— start of Given records —
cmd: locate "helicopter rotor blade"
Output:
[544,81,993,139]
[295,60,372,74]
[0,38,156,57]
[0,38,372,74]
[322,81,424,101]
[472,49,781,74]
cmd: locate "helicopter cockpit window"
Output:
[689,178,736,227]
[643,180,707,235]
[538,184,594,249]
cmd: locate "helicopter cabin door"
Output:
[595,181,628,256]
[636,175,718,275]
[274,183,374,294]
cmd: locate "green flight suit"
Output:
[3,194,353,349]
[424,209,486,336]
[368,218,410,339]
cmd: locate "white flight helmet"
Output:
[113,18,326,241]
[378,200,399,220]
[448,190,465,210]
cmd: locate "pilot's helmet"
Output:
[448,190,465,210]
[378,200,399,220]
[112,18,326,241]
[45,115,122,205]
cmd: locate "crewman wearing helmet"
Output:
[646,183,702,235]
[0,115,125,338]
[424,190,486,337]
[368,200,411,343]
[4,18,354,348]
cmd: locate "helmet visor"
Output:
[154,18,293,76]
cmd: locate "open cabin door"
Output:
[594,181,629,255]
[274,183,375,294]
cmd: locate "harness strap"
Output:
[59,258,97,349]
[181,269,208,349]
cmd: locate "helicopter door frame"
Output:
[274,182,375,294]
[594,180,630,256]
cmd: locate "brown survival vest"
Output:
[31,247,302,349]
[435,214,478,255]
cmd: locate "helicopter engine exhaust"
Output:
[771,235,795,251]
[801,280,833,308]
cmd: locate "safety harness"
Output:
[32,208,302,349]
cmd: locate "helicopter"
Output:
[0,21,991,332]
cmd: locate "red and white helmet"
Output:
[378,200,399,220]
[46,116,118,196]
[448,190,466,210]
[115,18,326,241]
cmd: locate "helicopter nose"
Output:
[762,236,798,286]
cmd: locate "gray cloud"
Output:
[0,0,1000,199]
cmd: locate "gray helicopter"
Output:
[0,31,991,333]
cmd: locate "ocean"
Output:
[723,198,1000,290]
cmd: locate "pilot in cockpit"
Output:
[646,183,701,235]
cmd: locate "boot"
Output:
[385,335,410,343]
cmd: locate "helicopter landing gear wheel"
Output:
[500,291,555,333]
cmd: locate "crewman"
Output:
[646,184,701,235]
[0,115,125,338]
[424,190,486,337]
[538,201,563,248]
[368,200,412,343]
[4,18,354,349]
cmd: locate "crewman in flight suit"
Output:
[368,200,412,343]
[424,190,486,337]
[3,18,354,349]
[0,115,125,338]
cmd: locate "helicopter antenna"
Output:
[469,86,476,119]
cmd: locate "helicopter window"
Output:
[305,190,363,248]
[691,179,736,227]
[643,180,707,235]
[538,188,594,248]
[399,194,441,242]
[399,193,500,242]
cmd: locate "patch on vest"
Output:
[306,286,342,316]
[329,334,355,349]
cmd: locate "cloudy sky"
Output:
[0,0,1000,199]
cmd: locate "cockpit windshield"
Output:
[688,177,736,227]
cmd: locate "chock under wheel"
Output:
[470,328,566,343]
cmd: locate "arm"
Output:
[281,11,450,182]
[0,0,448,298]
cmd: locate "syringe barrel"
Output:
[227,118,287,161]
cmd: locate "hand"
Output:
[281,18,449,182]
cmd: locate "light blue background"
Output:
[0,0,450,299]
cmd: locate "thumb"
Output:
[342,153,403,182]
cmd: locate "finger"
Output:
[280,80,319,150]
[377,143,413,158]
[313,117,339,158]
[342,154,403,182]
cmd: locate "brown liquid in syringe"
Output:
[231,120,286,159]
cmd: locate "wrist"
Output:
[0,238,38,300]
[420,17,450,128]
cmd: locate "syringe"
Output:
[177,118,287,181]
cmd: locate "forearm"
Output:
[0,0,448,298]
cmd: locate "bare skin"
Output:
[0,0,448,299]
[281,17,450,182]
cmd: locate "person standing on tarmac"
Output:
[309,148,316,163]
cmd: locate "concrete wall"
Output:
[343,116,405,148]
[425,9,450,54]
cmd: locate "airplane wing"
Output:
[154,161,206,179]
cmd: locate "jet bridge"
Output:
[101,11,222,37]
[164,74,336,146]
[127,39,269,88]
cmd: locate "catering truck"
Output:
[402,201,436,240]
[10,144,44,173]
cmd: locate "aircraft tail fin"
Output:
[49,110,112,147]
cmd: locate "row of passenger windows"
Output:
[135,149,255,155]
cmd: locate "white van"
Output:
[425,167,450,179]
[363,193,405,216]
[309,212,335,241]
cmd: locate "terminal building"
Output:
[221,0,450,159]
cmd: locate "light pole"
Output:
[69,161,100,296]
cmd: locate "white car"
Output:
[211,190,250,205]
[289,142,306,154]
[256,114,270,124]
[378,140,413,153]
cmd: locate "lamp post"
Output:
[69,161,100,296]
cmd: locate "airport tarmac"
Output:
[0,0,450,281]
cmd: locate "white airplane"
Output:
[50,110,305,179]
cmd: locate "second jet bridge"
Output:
— end of Given records —
- **Instructions for the task**
If you tally the lines in the entries above that contain the string "helmet", how many are there? Case counts, so give only the number.

- **Expected answer**
5